A provider of abortions for more than three decades, Dr. Tiller, 67, had become a focal point for those around the country who opposed it. In addition to protests outside his clinic, his house and his church, Dr. Tiller had once seen his clinic bombed; in 1993, an abortion opponent shot him in both arms. He was also the defendant in a series of legal challenges intended to shut down his operations, including two grand juries that were convened after citizen-led petition drives.

On Sunday morning, moments after services had begun at Reformation Lutheran Church, Dr. Tiller, who was acting as an usher, was shot once with a handgun, the authorities said. The gunman pointed the weapon at two people who tried to stop him, the police said, then drove off in a powder-blue Taurus. Dr. Tiller's wife, Jeanne, a member of the church choir, was inside the sanctuary at the time of the shooting.

The police in Wichita described the man who was detained as a 51-year-old from Merriam, a Kansas City suburb, but declined to give his name until he was charged. The Associated Press reported that a sheriff's official from Johnson County, Kan., where the man was taken into custody, identified him as Scott Roeder.

The killing of Dr. Tiller is likely to return the issue of abortion to center stage in the nation's political debate. Until recently, President Obama, who supports abortion rights, had largely sought to avoid the debate. Last month, he confronted the issue in a commencement speech at the University of Notre Dame, an appearance that drew protests because of his views. During the speech, he appealed to each side to respect one another's basic decency and to work together to reduce the number of unwanted pregnancies.
********
* **Work task A**: Translate this sentence from the news report on Dr. Tiller into Spanish: "Dr. Tiller's wife, Jeanne, a member of the church choir, was inside the sanctuary at the time of the shooting."
* **Work task B**: Continue the news report on Dr. Tiller from its last sentence.
********
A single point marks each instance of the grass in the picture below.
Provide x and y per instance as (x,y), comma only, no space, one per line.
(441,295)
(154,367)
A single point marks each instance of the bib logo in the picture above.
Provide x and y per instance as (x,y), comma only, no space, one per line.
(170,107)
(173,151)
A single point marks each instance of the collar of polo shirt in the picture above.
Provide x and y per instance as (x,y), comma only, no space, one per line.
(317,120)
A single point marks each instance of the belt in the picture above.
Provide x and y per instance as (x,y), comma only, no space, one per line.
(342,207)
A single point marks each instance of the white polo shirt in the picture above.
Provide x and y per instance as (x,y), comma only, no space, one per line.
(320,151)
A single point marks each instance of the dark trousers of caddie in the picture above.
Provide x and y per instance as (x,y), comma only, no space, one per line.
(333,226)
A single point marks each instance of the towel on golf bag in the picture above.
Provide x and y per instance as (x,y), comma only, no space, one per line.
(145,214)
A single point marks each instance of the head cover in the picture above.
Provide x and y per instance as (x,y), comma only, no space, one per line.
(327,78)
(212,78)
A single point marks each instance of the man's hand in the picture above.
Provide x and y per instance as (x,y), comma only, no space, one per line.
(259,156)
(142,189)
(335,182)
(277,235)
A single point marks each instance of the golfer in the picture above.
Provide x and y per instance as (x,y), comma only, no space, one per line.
********
* **Answer section A**: La esposa del Dr. Tiller, Jeanne, miembro del coro de la iglesia, estaba dentro del santuario en el momento del tiroteo.

* **Answer section B**:
Mr. Obama issued a statement after Dr. Tiller's killing, saying, However profound our differences as Americans over difficult issues such as abortion, they cannot be resolved by heinous acts of violence.

Advocates of abortion rights denounced the killing, saying it would send a renewed, frightening signal to others who provide abortions or work in clinics and to women who may consider abortions. Some described Dr. Tiller as one of about only three doctors in the country who had, under certain circumstances, provided abortions to women in their third trimester of pregnancy, and said his death would mean that women, particularly in the central United States, would have few if any options in such cases.

This is a tremendous loss on so many levels, said Peter B. Brownlie, president of Planned Parenthood of Kansas and Mid-Missouri, who had known Dr. Tiller for years.

Opponents of abortion, including those here who have been most vociferous in their protests of Dr. Tiller and his work, also expressed outrage at the shooting and said they feared that their groups might be wrongly judged by the act.

Troy Newman, the president of Operation Rescue, an anti-abortion group based in Wichita, said he had always sought out nonviolent measures to challenge Dr. Tiller, including efforts in recent years to have him prosecuted for crimes or investigated by state health authorities.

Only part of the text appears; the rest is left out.